> **Problem**
Return every line of the records that contains the string "object", treating uppercase and lowercase letters as distinct.

··· The input ···

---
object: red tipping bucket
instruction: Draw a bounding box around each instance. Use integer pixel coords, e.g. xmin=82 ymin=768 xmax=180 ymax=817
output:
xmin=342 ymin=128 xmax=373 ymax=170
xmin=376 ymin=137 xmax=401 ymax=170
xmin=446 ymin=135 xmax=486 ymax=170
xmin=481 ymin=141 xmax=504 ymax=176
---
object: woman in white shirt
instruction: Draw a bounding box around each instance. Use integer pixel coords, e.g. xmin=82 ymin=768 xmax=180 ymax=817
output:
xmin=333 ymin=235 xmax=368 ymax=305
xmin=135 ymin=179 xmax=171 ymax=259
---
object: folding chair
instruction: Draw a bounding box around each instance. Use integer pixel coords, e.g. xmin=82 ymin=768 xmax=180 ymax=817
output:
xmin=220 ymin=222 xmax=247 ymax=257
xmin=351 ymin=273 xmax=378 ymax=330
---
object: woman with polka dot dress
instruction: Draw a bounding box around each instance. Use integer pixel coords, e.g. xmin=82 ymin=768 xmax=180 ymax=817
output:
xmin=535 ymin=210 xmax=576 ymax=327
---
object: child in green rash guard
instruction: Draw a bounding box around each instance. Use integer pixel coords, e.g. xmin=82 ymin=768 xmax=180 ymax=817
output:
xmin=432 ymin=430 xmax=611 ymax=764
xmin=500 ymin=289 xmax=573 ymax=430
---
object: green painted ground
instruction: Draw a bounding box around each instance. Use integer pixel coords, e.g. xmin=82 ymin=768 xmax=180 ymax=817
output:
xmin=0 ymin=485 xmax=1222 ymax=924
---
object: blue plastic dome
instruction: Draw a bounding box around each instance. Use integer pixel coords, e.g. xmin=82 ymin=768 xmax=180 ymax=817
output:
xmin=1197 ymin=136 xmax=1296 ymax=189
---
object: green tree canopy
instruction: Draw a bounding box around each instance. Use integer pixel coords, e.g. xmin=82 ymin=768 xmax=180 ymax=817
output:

···

> **Reply to the task**
object: red tipping bucket
object: woman in white shirt
object: folding chair
object: woman with polka dot dress
object: child in green rash guard
object: green painted ground
object: blue plastic dome
object: green tree canopy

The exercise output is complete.